## [AIM]
Reproduce the Kubernetes cost article from "Most Kubernetes clusters" up to and including "capacity — looks healthy)" without changing a word.

==== DOCUMENT EXCERPT ====

Kubernetes Cost Optimization#

Most Kubernetes clusters run at 15-30% actual CPU utilization but are billed for the full provisioned capacity. The gap between what you reserve and what you use is pure waste. This article covers the practical workflow for finding and eliminating that waste.

The Cost Problem: Requests vs Actual Usage#

Kubernetes resource requests are the foundation of cost. When a pod requests 4 CPUs, the scheduler reserves 4 CPUs on a node regardless of whether the pod ever uses more than 0.1 CPU. The node is sized (and billed) based on what is reserved, not what is consumed.

Provisioned capacity:  20 nodes x 8 CPU = 160 CPUs
Total requests:        120 CPUs (75% of capacity — looks healthy)
Actual usage:          30 CPUs  (19% of capacity — massive waste)

The 90 CPUs of requested-but-unused capacity represents real money. On AWS at roughly $0.05/CPU-hour for m5.2xlarge on-demand, that is over $3,200/month in wasted compute for this one cluster.

Step 1: Measure Actual Usage#

Before you can rightsize anything, you need usage data. The minimum data collection period is 7 days to capture weekly traffic patterns. Two weeks is better.

Quick Check with kubectl#

# Current CPU and memory usage per pod
kubectl top pods -n production --sort-by=cpu

# Current usage per node
kubectl top nodes

kubectl top shows a point-in-time snapshot. It is useful for a quick gut check but not sufficient for rightsizing decisions.

==== DATASET EXCERPTS ====

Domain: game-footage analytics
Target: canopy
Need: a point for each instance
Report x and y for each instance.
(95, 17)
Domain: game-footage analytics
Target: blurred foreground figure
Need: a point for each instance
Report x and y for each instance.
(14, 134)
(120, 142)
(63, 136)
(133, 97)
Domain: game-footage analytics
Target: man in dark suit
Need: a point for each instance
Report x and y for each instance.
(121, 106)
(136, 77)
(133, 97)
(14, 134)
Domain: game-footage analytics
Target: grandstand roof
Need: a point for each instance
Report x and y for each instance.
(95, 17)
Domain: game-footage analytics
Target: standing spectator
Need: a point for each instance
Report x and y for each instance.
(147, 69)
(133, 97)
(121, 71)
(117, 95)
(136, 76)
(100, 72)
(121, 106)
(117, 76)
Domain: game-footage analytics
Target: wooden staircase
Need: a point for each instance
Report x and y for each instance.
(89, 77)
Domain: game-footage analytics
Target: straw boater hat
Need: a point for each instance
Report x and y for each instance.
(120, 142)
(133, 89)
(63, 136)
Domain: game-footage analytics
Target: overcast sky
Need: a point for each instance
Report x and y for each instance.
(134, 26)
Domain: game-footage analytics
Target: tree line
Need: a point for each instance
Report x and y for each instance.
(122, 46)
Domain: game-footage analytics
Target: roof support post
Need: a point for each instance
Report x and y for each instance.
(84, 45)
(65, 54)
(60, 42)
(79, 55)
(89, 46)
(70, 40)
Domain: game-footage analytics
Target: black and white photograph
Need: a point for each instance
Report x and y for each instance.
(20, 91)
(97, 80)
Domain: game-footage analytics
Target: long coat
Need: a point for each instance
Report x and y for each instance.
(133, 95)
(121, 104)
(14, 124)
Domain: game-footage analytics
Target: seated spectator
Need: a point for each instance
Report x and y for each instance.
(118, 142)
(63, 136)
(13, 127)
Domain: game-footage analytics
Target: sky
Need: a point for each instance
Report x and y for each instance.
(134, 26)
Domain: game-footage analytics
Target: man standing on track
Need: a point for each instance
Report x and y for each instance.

====

## [THE RESULT]
Most Kubernetes clusters run at 15-30% actual CPU utilization but are billed for the full provisioned capacity. The gap between what you reserve and what you use is pure waste. This article covers the practical workflow for finding and eliminating that waste.

The Cost Problem: Requests vs Actual Usage#

Kubernetes resource requests are the foundation of cost. When a pod requests 4 CPUs, the scheduler reserves 4 CPUs on a node regardless of whether the pod ever uses more than 0.1 CPU. The node is sized (and billed) based on what is reserved, not what is consumed.

Provisioned capacity:  20 nodes x 8 CPU = 160 CPUs
Total requests:        120 CPUs (75% of capacity — looks healthy)